PROBLEM DETAILS -> From the blog post below, translate this sentence into Spanish: "I burst into tears on the table as I didn’t imagine I would cope with being induced and not having pain relief."

SELECTED EXTRACT ->
◇ ◇ ◇ ◇ ◇ ◇ ◇

Photo belongs to Good Food Channel

I didn’t actually follow the recipe but I was interested that green lentils were added, I have eaten them in soups but never thought of adding them to Bolognese! Well let me tell you, they do add a little something AND they’re good for you, they give you another one of your 5 a day and I will definitely be adding them to my Bolognese in future!!!

May 7, 2012

And… *POOF* I’m back!

I don’t think I factored in that being pregnant meant having a baby and therefore having more limited time!! However I’m here now!!

I wrote my beautiful son’s birth story just after he was born so I will copy it here for posterity although I remember it, not in a bad way, like it were yesterday!

After having a troublesome pregnancy blighted with Hyperemesis Gravidarum, placenta previa [which fortunately moved!] and a pre-term labour at 34w which was stopped! Atticus Roman Christopher made his appearance at 3:50am on July 21st 2011.

My due date was July 18th and with this being my 2nd child I was much calmer about going overdue and when my due date came I was still happy putting my feet up and enjoying my last days being pregnant knowing I would miss it when it was gone. The following day [July 19th] I had my routine consultant appt. and I was given a scan. Lying on the table seeing how big my “wee man” had become was amazing and she checked the measurements saying she was guestimating the weight between 7lb 14oz and 8lb 7oz which to me sounded about right considering my daughter was 7lb 10oz at birth. While scanning me she looked a little concerned and moved the scanner round a bit before asking what my birthplan was. I explained that I wanted a waterbirth as I’d had with my daughter and preferably with no other pain relief. She again looked back at the screen and pointed at the amniotic fluid explaining it was showing on the ultrasound that meconium had been passed and was now in the fluid. I asked her what it meant and she said that she wouldn’t let me continue to carry him because of the risk and that I would be induced the following day and would no longer be able to have a waterbirth. I burst into tears on the table as I didn’t imagine I would cope with being induced and not having pain relief. She offered me a sweep in the hope that I would go naturally before the following day and not need the induction. I was already 3cm but the cervix was still thick.

◇ ◇ ◇ ◇ ◇ ◇ ◇

DATASET EXCERPTS ->
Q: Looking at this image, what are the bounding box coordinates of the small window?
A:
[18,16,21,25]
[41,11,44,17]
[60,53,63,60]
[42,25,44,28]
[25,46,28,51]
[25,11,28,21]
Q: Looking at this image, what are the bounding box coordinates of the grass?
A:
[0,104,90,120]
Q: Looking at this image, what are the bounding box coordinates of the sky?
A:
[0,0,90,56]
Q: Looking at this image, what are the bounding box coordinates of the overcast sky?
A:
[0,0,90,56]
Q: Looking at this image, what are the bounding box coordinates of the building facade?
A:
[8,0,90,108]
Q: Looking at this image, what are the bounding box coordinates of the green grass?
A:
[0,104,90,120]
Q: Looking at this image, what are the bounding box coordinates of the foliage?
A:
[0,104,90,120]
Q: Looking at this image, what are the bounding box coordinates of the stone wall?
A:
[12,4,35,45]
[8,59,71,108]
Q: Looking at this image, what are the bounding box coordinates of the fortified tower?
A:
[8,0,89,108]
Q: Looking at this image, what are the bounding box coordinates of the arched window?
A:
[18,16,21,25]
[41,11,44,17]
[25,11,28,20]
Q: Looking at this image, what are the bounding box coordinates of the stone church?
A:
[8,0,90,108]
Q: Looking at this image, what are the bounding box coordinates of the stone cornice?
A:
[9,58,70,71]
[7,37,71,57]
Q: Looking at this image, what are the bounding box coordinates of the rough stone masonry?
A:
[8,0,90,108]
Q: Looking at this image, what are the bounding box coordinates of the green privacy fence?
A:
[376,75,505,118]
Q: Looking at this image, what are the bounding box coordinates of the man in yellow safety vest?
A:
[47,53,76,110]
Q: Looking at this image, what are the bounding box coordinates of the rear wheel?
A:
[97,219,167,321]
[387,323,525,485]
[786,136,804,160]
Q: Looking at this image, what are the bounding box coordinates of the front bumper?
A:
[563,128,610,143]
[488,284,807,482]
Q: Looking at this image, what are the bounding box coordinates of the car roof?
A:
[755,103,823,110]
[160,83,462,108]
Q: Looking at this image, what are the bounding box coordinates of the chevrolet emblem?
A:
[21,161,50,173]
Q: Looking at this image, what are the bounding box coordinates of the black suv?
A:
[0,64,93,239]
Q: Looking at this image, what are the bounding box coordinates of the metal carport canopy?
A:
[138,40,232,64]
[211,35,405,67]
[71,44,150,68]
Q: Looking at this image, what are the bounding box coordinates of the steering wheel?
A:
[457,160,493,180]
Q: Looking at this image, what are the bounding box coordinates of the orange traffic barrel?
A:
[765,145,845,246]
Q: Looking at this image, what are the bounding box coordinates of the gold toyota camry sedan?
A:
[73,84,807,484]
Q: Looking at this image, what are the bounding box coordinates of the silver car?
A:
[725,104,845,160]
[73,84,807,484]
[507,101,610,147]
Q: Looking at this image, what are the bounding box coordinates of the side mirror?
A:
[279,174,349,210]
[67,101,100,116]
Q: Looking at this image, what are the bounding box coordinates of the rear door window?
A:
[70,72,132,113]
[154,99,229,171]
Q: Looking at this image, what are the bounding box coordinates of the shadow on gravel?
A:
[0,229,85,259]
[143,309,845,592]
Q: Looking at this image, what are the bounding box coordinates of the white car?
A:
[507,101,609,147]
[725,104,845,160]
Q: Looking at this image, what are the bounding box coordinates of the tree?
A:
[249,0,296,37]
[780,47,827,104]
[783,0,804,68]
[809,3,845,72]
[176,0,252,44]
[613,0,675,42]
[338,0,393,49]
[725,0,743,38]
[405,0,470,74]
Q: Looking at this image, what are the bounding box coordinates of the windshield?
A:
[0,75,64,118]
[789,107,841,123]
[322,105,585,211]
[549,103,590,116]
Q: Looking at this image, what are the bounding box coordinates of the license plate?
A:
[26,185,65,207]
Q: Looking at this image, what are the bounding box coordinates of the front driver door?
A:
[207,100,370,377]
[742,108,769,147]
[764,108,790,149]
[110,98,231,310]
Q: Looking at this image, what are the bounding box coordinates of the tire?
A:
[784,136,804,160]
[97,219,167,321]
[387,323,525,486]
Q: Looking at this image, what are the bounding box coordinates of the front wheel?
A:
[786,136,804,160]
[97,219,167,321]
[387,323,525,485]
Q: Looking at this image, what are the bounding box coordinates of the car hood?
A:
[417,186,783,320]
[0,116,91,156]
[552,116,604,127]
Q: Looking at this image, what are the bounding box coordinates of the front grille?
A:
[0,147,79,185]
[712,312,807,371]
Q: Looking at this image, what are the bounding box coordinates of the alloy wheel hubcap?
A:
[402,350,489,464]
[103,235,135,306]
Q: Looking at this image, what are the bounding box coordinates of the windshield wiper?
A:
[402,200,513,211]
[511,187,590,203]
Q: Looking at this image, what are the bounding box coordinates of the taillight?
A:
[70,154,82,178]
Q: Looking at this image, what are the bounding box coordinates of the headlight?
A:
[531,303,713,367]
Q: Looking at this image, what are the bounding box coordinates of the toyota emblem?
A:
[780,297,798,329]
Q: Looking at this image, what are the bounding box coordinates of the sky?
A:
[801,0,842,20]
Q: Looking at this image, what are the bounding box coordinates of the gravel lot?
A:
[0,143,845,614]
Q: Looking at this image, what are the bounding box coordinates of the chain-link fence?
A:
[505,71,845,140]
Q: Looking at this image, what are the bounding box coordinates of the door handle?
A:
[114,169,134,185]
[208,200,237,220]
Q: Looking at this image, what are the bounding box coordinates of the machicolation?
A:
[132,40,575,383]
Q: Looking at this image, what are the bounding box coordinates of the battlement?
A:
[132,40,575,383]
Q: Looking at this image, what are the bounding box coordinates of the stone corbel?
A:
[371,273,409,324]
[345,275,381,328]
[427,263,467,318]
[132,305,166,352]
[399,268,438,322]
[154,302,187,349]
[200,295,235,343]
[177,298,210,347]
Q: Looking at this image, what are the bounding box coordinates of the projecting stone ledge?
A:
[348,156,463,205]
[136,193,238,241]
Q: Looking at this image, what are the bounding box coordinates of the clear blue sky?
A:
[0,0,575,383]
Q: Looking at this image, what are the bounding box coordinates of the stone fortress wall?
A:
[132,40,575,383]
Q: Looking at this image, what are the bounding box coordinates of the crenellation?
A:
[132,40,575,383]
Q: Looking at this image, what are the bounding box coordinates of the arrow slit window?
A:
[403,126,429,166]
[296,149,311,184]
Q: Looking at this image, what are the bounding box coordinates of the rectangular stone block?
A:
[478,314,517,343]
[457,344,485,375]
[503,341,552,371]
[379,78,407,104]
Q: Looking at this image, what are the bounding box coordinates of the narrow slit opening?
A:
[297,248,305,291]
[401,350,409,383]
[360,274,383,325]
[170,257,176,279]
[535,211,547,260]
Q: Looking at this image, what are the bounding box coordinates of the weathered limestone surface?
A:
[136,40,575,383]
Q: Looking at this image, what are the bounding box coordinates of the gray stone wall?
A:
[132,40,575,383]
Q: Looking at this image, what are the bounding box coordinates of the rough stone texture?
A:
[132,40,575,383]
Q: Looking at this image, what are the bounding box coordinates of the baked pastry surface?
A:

◇ ◇ ◇ ◇ ◇ ◇ ◇

RESPONSE FOR THIS EXERCISE -> Rompí a llorar en la camilla porque no me imaginaba capaz de sobrellevar una inducción sin tener alivio para el dolor.